Task data:

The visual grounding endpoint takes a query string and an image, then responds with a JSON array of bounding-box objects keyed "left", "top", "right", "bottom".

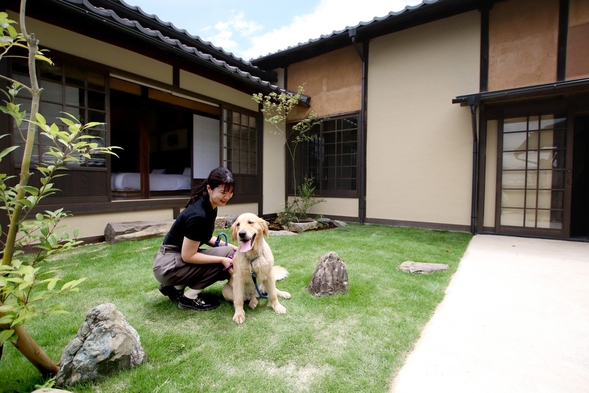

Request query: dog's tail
[{"left": 272, "top": 266, "right": 289, "bottom": 281}]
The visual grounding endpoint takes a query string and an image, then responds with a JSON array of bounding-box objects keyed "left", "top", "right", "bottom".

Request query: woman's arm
[
  {"left": 207, "top": 235, "right": 238, "bottom": 252},
  {"left": 181, "top": 237, "right": 234, "bottom": 270}
]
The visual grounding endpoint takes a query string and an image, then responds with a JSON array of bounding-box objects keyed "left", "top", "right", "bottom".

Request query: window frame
[
  {"left": 221, "top": 105, "right": 262, "bottom": 204},
  {"left": 288, "top": 113, "right": 359, "bottom": 198},
  {"left": 10, "top": 52, "right": 109, "bottom": 171}
]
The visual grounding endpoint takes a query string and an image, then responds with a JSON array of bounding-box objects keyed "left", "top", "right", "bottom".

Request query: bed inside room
[
  {"left": 110, "top": 167, "right": 192, "bottom": 197},
  {"left": 109, "top": 84, "right": 221, "bottom": 200}
]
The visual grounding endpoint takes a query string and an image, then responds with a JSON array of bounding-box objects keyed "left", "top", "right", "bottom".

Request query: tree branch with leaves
[
  {"left": 0, "top": 3, "right": 119, "bottom": 378},
  {"left": 253, "top": 86, "right": 324, "bottom": 223}
]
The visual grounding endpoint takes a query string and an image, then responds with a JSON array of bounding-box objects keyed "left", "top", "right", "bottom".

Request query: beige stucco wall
[
  {"left": 261, "top": 68, "right": 288, "bottom": 215},
  {"left": 306, "top": 198, "right": 358, "bottom": 218},
  {"left": 219, "top": 203, "right": 258, "bottom": 217},
  {"left": 484, "top": 120, "right": 498, "bottom": 229},
  {"left": 52, "top": 202, "right": 257, "bottom": 240},
  {"left": 263, "top": 124, "right": 287, "bottom": 215},
  {"left": 366, "top": 11, "right": 480, "bottom": 226},
  {"left": 180, "top": 71, "right": 258, "bottom": 110},
  {"left": 55, "top": 209, "right": 173, "bottom": 239}
]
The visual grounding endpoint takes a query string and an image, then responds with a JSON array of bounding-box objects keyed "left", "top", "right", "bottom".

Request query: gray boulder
[
  {"left": 307, "top": 251, "right": 349, "bottom": 296},
  {"left": 55, "top": 303, "right": 147, "bottom": 387}
]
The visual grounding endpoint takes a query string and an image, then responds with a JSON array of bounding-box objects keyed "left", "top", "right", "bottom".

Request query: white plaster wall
[{"left": 366, "top": 11, "right": 480, "bottom": 226}]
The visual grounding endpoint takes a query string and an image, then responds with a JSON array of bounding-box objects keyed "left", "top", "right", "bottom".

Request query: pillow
[
  {"left": 182, "top": 167, "right": 191, "bottom": 176},
  {"left": 151, "top": 168, "right": 166, "bottom": 174}
]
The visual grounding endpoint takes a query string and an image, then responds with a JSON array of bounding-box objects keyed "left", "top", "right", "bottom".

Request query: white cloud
[
  {"left": 243, "top": 0, "right": 422, "bottom": 59},
  {"left": 202, "top": 10, "right": 262, "bottom": 52}
]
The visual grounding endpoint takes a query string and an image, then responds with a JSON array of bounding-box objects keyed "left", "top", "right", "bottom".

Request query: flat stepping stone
[{"left": 398, "top": 261, "right": 449, "bottom": 274}]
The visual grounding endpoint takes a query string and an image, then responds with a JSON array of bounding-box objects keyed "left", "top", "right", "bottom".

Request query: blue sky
[{"left": 123, "top": 0, "right": 422, "bottom": 60}]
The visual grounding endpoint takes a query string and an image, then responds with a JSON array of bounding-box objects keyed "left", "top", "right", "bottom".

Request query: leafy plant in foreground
[{"left": 0, "top": 3, "right": 119, "bottom": 377}]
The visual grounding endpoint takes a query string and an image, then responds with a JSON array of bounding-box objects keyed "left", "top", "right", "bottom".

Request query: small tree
[
  {"left": 0, "top": 3, "right": 119, "bottom": 377},
  {"left": 252, "top": 86, "right": 323, "bottom": 223}
]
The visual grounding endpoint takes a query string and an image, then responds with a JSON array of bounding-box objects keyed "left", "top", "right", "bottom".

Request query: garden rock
[
  {"left": 31, "top": 390, "right": 73, "bottom": 393},
  {"left": 269, "top": 230, "right": 298, "bottom": 236},
  {"left": 216, "top": 215, "right": 238, "bottom": 229},
  {"left": 289, "top": 220, "right": 318, "bottom": 233},
  {"left": 225, "top": 214, "right": 238, "bottom": 227},
  {"left": 55, "top": 303, "right": 147, "bottom": 387},
  {"left": 104, "top": 221, "right": 173, "bottom": 244},
  {"left": 398, "top": 261, "right": 450, "bottom": 274},
  {"left": 316, "top": 217, "right": 333, "bottom": 226},
  {"left": 307, "top": 251, "right": 349, "bottom": 296},
  {"left": 215, "top": 216, "right": 227, "bottom": 229}
]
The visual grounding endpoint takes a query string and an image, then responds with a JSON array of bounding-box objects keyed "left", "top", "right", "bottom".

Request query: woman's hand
[{"left": 221, "top": 257, "right": 234, "bottom": 274}]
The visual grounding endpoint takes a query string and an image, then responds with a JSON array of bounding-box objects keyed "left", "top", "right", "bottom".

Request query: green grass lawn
[{"left": 2, "top": 223, "right": 472, "bottom": 393}]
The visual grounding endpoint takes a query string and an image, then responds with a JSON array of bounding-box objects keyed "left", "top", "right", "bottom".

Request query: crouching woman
[{"left": 153, "top": 166, "right": 237, "bottom": 311}]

Exercise: The full data, repeated exactly and stripped of its pictures, is the expected answer.

Your response:
The visual grounding endpoint takes a query string and an image, then responds with a JSON array of bounding-box objects keyed "left", "top", "right", "bottom".


Request query: dog's tail
[{"left": 272, "top": 266, "right": 289, "bottom": 281}]
The visual grounding endpoint takes a query string and an image, then responds with a JSON array of bounding-box objects keyed "left", "top", "right", "bottom".

Request query: woman's arm
[
  {"left": 207, "top": 235, "right": 238, "bottom": 252},
  {"left": 181, "top": 237, "right": 234, "bottom": 270}
]
The visual grounding endpoint takes a query string and an image, then responds with a JSON array of bounding-box objects keyed "left", "top", "right", "bottom".

Request query: window frame
[
  {"left": 221, "top": 105, "right": 262, "bottom": 204},
  {"left": 288, "top": 113, "right": 359, "bottom": 198},
  {"left": 10, "top": 52, "right": 109, "bottom": 171}
]
The visual grounding endpoint takes a query string and an image, then responds with a JSON array of bounding-box objects keyed "left", "top", "right", "bottom".

Request query: bed inside room
[
  {"left": 110, "top": 167, "right": 192, "bottom": 197},
  {"left": 109, "top": 84, "right": 221, "bottom": 200}
]
The visual grounding endpoint takes a query string and an image, then responds with a JSON array of bounding-box objects keyed "left", "top", "right", "bottom".

Request query: tree branch with leaves
[
  {"left": 0, "top": 3, "right": 119, "bottom": 378},
  {"left": 253, "top": 86, "right": 324, "bottom": 223}
]
The visual grounding endpoint takes a query string and an image, then responds with a JSON array of bounding-box objects keyed "left", "top", "right", "bottom".

Request query: beige stucco wall
[
  {"left": 261, "top": 68, "right": 288, "bottom": 215},
  {"left": 306, "top": 198, "right": 358, "bottom": 218},
  {"left": 219, "top": 203, "right": 258, "bottom": 217},
  {"left": 484, "top": 120, "right": 498, "bottom": 229},
  {"left": 52, "top": 202, "right": 257, "bottom": 240},
  {"left": 263, "top": 124, "right": 287, "bottom": 215},
  {"left": 366, "top": 11, "right": 480, "bottom": 226},
  {"left": 180, "top": 71, "right": 258, "bottom": 110},
  {"left": 55, "top": 209, "right": 173, "bottom": 239}
]
The visual grounding endpoint takes a query string and an image, then responds with a JSON array of bounding-box objects keyed "left", "top", "right", "bottom".

Request query: gray boulder
[
  {"left": 307, "top": 251, "right": 349, "bottom": 296},
  {"left": 55, "top": 303, "right": 147, "bottom": 387}
]
The visual grounding endpoint takes a query string and an image, then responds with a JSON array of bounding-box objects keyed "left", "top", "right", "bottom".

Request query: white plaster wall
[{"left": 366, "top": 11, "right": 480, "bottom": 226}]
The visual grounding endpoint takes a query string and an image, then responds with a JSON array of bounding-box objects keyed "left", "top", "right", "bottom".

Request query: pillow
[
  {"left": 182, "top": 167, "right": 191, "bottom": 176},
  {"left": 151, "top": 168, "right": 166, "bottom": 174}
]
The visual grounding endpoint takes a query string and an image, then responds with a JSON array of bounding-box objects keyed "left", "top", "right", "bottom".

Request query: white cloud
[
  {"left": 243, "top": 0, "right": 422, "bottom": 59},
  {"left": 202, "top": 10, "right": 262, "bottom": 52}
]
The visual grounding endpoint takes a query string and an image, then responds with a JSON array of bounding-box objects keyed "left", "top", "right", "bottom".

Request query: flat stepping stone
[{"left": 398, "top": 261, "right": 449, "bottom": 274}]
The visual grounding endpoint takes a query string and an image, then responds with a JSON array of bounding-box objects keyed "left", "top", "right", "bottom".

Request query: blue sky
[{"left": 123, "top": 0, "right": 422, "bottom": 60}]
The visual grounding endpoint takes a query string and an image, then responds with a JSON array of bounding-box objects keyed "left", "top", "right", "bottom".

Request query: leafy plant in foreground
[{"left": 0, "top": 3, "right": 119, "bottom": 377}]
The visual grounding endpoint takes a query string and an image, then responds with a JSON array of bounding-box objects keyed "left", "top", "right", "bottom".

Request query: small tree
[
  {"left": 0, "top": 3, "right": 119, "bottom": 377},
  {"left": 252, "top": 86, "right": 323, "bottom": 223}
]
The visual grounding endpoint takes a query string and an image, then responds with a JSON array of bounding-box objects keyed "left", "top", "right", "bottom".

Request query: garden rock
[
  {"left": 31, "top": 390, "right": 73, "bottom": 393},
  {"left": 269, "top": 230, "right": 298, "bottom": 236},
  {"left": 216, "top": 215, "right": 238, "bottom": 229},
  {"left": 289, "top": 220, "right": 318, "bottom": 233},
  {"left": 225, "top": 214, "right": 238, "bottom": 227},
  {"left": 55, "top": 303, "right": 147, "bottom": 387},
  {"left": 104, "top": 221, "right": 173, "bottom": 244},
  {"left": 398, "top": 261, "right": 450, "bottom": 274},
  {"left": 316, "top": 217, "right": 333, "bottom": 226},
  {"left": 307, "top": 251, "right": 349, "bottom": 296},
  {"left": 215, "top": 216, "right": 227, "bottom": 229}
]
The visual grounding endpoint takes a query string and an image, then responds with a JSON array of bounding-box objects keyed "left", "top", "right", "bottom".

Request query: woman's hand
[{"left": 221, "top": 257, "right": 234, "bottom": 274}]
The visual grounding endpoint takes a query string and an image, then responds with a JSON array of bounding-box objects keyed "left", "top", "right", "bottom".

Request query: green grass lawn
[{"left": 2, "top": 223, "right": 472, "bottom": 393}]
The visual grounding endpoint takes a query string and an image, then responds with a JSON array of bounding-box objects keyed "left", "top", "right", "bottom".

Request query: crouching woman
[{"left": 153, "top": 166, "right": 237, "bottom": 311}]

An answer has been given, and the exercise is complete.